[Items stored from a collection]
-=-=-

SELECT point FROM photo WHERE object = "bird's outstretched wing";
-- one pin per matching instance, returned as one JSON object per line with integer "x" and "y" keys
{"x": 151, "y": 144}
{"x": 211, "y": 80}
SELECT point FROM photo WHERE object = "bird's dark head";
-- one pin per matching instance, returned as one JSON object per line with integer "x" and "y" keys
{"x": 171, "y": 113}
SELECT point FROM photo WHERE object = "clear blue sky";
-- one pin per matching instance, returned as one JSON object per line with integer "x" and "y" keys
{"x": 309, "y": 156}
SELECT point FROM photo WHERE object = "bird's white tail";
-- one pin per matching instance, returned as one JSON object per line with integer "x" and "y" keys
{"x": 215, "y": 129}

-=-=-

PROBLEM REQUIREMENTS: Retype the entire listing above line for line, changing nothing.

RESPONSE TO THE TASK:
SELECT point FROM photo WHERE object = "bird's outstretched wing";
-- one pin per matching instance, returned as one JSON object per line with integer "x" and "y" keys
{"x": 151, "y": 144}
{"x": 211, "y": 80}
SELECT point FROM photo WHERE object = "bird's dark head";
-- one pin per matching instance, returned as one JSON object per line with integer "x" and "y" keys
{"x": 171, "y": 113}
SELECT point FROM photo WHERE object = "clear blue sky";
-- one pin per matching instance, returned as one JSON object per line with integer "x" and "y" keys
{"x": 309, "y": 156}
SELECT point FROM photo WHERE object = "bird's white tail";
-- one pin per matching instance, returned as one JSON object per line with integer "x" and "y" keys
{"x": 215, "y": 129}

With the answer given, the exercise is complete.